-- Extracted records start --

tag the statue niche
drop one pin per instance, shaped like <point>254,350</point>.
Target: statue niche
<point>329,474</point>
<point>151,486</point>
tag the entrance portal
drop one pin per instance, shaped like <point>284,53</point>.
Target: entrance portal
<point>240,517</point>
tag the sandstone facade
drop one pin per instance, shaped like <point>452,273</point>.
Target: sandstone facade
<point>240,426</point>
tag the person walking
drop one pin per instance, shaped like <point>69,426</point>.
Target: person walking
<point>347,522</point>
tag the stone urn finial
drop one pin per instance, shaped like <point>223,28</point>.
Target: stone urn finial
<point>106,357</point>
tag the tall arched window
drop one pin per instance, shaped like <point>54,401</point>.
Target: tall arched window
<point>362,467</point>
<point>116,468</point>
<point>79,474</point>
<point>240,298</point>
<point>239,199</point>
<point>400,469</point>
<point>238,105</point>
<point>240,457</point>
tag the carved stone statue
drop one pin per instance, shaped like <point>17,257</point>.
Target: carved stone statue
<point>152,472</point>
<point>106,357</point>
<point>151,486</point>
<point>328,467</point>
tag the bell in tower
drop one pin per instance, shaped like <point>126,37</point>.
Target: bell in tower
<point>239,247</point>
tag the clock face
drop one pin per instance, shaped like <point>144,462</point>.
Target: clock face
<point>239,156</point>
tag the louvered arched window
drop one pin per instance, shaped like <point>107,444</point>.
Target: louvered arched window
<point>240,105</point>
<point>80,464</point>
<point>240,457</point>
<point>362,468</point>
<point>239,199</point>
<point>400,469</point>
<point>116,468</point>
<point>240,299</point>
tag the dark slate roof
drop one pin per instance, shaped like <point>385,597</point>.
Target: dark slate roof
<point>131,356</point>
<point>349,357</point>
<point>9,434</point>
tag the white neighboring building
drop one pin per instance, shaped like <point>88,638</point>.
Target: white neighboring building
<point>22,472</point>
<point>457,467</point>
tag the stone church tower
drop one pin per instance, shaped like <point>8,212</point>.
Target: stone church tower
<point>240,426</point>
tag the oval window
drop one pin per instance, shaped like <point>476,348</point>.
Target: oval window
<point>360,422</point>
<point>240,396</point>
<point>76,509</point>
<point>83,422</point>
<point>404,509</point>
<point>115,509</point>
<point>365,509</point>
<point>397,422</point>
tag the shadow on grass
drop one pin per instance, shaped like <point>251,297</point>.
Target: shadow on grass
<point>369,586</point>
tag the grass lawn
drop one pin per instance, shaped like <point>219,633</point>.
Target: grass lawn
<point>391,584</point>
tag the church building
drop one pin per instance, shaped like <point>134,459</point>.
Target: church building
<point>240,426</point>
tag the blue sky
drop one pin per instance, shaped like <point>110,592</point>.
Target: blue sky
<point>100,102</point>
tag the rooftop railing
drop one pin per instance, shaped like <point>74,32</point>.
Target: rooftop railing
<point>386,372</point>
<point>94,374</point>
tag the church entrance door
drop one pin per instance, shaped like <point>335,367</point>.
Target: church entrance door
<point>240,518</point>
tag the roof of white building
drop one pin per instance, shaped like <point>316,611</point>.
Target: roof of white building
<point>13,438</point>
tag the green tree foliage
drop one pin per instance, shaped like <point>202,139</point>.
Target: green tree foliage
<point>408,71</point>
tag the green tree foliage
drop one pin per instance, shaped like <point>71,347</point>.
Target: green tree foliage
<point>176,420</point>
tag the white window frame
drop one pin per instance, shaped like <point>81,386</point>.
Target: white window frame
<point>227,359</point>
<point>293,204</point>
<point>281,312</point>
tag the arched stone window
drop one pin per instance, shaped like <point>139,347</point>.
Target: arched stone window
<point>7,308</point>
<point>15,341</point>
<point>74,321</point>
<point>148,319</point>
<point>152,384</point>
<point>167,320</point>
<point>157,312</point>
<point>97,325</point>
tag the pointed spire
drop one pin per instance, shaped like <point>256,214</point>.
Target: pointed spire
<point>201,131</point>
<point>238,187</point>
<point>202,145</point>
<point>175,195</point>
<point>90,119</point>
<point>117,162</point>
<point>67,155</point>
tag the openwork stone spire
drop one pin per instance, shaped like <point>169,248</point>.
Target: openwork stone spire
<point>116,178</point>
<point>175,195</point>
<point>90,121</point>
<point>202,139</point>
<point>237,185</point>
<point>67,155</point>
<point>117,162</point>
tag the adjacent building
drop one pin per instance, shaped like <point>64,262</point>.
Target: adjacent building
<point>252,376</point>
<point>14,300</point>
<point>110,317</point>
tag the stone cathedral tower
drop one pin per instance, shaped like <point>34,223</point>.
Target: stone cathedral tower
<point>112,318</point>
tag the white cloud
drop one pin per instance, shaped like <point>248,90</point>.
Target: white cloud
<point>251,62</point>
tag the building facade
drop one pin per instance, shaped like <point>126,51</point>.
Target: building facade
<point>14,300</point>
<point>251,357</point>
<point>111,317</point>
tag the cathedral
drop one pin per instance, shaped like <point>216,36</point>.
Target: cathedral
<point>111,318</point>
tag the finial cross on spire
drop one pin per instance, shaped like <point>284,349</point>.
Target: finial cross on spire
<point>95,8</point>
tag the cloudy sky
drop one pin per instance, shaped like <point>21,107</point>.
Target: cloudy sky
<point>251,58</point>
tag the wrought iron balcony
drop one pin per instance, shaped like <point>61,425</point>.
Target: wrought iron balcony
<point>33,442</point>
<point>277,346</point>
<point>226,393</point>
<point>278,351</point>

-- Extracted records end --

Job ▸
Could you scale the listing between the lines holding "tag the church building" and "<point>176,420</point>", inclusive, and write every line out again with the requests unchanged? Multiply only the answer point coordinates by 2.25 and round each to a whole number, with halves rounded up.

Final result ▸
tag the church building
drop one pin per instance, shaped like <point>134,459</point>.
Target: church building
<point>540,959</point>
tag the blue sky
drop one pin per instance, shaped like <point>110,592</point>.
Target: blue sky
<point>225,230</point>
tag the rooftop railing
drop one pin per instance, shaped like <point>74,32</point>.
Target: rooftop railing
<point>869,837</point>
<point>212,842</point>
tag the church entrance door
drop one pin per instance, shaped like <point>335,367</point>.
Target: church entrance door
<point>540,1166</point>
tag the roof of white building
drop one pin per instance, shaped like <point>316,611</point>.
Target: roof of white building
<point>29,986</point>
tag the green tree foliage
drop one pin per instance, shaped like <point>202,139</point>.
Target: green tree foliage
<point>918,160</point>
tag the green tree foliage
drop one pin per instance, shaped like <point>71,347</point>.
Target: green tree foliage
<point>396,945</point>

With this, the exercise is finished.